*** Trecho fornecido ***

Encontrei entre meus arquivos (quase)
mortos, o começo do que deveria ter se tornado uma crônica, cujo tema vem bem a
calhar com o momento atual em que vivo.
Quando as meninas fictícias Júlia e Ana
ganharam essas linhas, eu ainda estava sob efeito da minha primeira gestação,
embora as informações do arquivo dêem conta de que tenha sido uns três anos
depois do nascimento do Gustavo.
Agora que me encontro novamente no “estado
de graça”, (como dizem por aí), divirto-me comigo mesma porque talvez a mãe de
Júlia e Ana possa me representar em alguns aspectos, em especial à sensação do
corpo roliço e do andar que teima em estar paquidérmico.
Se me propusesse a reescrever essas
linhas, hoje, acrescentaria a simbiose entre a mãe e sua barriga, principalmente
nos momentos em que se permite contemplar a superfície convexa que delineia o
planeta da criança.
Quem sabe um dia, Júlia e Ana ganhem mais
do que algumas linhas. Por enquanto, porém, que se contentem com o fragmento de
uma história. Provavelmente será Lydia que ganhará crônicas completas. Assim
espero.
“Júlia nasceu numa tarde quente, sem sol,
em meados de novembro. Nasceu acompanhada da irmã, Ana, com quem dividira o
espaço uterino e os nutrientes maternos durante sete meses e mais alguns dias
de claustro.

*** Registros listados ***

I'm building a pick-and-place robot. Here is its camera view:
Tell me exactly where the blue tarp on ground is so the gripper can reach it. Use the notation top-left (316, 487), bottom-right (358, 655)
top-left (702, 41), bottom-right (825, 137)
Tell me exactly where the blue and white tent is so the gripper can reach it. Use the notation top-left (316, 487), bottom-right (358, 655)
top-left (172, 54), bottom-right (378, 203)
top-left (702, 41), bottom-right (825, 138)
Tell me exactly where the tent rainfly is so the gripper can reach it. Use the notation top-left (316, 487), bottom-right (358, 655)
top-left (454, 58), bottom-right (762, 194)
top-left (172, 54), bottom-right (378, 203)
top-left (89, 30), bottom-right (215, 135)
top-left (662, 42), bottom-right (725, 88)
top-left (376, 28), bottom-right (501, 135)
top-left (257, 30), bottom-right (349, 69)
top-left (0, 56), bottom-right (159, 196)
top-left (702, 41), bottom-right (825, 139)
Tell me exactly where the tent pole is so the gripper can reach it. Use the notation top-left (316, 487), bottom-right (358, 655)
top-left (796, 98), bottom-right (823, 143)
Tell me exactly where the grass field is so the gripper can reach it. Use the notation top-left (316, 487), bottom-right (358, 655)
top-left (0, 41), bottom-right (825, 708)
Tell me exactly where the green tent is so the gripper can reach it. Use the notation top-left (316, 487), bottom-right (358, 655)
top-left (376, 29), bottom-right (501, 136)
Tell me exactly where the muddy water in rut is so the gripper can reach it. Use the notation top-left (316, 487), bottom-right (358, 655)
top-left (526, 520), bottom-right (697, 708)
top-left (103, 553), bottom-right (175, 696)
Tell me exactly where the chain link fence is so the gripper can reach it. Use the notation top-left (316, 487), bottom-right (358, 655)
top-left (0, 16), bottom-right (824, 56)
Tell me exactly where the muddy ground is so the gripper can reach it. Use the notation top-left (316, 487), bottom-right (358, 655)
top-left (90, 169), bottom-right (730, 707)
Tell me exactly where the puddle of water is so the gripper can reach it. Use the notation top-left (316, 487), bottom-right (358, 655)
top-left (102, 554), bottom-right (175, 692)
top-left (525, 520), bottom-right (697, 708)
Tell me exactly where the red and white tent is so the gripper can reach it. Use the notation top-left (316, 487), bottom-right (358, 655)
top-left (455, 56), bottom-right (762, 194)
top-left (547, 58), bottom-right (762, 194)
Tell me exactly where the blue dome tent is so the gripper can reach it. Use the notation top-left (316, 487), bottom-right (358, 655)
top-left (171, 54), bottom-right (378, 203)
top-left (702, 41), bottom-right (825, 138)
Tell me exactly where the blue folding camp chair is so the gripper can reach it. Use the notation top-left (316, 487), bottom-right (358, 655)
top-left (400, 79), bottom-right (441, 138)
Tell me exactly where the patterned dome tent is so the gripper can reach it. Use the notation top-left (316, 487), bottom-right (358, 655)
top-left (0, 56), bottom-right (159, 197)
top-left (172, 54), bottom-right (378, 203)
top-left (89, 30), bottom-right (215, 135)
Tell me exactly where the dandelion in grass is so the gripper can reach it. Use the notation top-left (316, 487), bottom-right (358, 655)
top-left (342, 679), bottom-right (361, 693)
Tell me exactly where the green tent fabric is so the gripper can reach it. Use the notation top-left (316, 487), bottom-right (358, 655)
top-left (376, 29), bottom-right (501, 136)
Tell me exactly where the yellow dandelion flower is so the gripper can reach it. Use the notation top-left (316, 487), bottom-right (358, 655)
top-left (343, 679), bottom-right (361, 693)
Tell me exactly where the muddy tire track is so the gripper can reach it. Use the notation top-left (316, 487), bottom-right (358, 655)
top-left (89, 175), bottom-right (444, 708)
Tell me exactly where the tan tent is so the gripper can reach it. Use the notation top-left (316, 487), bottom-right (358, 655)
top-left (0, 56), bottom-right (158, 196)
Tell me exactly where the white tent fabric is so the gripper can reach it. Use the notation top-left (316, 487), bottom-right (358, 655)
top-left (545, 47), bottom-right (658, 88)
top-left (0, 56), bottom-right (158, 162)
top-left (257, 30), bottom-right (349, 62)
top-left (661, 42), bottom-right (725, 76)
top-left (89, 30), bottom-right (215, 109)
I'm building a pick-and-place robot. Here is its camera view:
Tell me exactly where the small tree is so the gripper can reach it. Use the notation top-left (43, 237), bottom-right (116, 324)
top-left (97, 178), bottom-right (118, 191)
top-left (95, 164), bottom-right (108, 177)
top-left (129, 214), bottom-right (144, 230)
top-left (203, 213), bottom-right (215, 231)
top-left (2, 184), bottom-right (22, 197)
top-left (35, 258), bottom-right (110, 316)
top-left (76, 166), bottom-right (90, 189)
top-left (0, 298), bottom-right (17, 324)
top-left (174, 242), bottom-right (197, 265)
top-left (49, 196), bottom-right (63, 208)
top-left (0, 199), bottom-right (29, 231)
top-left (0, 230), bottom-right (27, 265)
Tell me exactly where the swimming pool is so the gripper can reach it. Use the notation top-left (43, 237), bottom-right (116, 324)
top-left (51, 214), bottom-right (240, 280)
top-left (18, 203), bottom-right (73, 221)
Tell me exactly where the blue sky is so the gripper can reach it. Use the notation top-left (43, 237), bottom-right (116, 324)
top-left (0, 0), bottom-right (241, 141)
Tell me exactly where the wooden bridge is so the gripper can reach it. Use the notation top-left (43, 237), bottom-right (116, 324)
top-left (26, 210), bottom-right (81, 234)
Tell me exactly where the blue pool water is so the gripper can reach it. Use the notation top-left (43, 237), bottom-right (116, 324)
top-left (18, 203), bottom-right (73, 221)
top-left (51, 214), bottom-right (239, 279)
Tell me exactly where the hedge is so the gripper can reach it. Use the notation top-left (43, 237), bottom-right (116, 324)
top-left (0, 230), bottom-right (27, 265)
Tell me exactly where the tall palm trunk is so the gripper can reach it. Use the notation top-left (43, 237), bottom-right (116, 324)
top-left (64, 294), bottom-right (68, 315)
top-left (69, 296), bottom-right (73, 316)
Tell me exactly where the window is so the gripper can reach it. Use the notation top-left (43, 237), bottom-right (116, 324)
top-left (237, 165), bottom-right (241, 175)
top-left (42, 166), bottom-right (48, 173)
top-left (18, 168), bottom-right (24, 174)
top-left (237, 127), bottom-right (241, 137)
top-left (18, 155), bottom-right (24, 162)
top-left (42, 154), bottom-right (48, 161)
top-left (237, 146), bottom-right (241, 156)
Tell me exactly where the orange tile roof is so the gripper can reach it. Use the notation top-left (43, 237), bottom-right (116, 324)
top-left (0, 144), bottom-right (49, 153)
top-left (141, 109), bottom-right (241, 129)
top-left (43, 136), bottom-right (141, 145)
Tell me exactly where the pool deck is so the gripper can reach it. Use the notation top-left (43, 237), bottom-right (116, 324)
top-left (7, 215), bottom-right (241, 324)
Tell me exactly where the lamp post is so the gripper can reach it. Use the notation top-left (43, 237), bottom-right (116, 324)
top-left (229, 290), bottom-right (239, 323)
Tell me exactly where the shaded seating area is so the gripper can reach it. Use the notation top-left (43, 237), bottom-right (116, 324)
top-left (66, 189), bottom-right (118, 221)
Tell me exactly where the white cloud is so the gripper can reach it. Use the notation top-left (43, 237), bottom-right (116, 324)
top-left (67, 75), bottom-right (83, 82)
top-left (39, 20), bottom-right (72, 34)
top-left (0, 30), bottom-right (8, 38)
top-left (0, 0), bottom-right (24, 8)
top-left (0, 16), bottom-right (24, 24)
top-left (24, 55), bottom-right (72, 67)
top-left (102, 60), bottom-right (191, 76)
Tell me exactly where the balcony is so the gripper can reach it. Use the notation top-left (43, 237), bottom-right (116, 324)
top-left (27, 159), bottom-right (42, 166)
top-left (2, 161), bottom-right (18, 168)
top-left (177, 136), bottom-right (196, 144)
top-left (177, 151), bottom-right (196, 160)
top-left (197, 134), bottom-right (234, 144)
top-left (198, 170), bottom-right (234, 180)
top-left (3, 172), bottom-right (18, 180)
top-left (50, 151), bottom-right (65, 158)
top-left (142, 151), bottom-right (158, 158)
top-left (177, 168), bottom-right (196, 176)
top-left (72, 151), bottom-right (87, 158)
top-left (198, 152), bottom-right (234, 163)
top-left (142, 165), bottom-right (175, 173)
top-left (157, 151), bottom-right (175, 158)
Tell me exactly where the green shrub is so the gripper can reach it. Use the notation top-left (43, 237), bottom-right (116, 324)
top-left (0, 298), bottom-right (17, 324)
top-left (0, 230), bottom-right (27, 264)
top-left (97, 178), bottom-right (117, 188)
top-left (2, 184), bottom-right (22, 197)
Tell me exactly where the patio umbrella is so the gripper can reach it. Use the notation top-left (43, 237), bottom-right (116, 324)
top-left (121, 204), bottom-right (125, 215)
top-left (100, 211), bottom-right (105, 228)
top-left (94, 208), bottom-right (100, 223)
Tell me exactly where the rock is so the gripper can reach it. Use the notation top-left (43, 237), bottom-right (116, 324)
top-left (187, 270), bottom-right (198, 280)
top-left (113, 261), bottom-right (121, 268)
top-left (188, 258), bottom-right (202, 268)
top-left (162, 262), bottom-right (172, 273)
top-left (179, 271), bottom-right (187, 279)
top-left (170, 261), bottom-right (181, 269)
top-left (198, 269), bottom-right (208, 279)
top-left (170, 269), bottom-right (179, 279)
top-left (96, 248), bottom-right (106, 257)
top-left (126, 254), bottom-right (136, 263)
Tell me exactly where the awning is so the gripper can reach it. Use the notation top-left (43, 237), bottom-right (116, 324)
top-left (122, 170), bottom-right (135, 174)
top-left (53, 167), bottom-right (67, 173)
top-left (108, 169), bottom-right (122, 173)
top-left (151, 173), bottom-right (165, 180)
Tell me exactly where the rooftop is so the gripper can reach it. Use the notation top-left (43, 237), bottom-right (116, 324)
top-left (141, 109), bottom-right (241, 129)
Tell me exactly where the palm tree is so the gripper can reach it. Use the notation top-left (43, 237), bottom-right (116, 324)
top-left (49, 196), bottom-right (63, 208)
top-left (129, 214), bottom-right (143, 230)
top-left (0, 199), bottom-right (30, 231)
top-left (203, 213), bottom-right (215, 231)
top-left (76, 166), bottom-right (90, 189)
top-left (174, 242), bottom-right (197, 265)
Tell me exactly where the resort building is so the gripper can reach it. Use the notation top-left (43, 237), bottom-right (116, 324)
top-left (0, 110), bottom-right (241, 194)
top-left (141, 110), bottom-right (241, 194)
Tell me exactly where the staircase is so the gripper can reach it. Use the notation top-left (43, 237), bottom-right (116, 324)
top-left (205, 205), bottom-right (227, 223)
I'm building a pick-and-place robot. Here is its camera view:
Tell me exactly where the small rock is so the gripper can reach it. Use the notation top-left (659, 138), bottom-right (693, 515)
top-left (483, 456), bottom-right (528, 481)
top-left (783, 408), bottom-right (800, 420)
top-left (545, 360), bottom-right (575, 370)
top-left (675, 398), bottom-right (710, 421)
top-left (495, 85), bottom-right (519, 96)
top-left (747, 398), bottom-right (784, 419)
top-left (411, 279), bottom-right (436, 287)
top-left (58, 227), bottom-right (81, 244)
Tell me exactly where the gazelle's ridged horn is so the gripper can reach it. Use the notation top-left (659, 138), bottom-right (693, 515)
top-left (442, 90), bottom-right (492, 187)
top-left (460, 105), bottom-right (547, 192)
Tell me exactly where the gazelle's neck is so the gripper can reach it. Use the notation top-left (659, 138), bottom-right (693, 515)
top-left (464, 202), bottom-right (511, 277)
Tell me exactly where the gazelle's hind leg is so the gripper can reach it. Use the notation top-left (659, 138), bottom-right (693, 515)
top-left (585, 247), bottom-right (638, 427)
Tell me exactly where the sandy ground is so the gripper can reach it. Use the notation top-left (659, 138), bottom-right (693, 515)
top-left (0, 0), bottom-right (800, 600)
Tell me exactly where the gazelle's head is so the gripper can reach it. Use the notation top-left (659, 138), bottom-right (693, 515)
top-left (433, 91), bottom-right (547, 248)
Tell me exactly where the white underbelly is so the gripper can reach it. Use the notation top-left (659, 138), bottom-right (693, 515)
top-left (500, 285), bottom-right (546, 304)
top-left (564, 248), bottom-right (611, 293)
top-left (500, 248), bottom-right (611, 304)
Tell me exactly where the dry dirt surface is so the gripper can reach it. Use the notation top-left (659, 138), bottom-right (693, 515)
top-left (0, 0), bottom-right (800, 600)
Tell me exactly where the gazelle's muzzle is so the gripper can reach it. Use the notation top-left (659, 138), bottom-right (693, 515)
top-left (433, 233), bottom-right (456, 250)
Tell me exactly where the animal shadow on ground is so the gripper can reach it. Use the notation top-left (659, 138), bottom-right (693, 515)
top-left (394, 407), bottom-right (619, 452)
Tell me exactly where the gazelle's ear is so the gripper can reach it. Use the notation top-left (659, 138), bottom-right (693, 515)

***

**Problema breve**
Reproduza literalmente, do trecho fornecido, a passagem que vai de "Se me propusesse" até "planeta da criança.".

**Resultado do exercício**
Se me propusesse a reescrever essas
linhas, hoje, acrescentaria a simbiose entre a mãe e sua barriga, principalmente
nos momentos em que se permite contemplar a superfície convexa que delineia o
planeta da criança.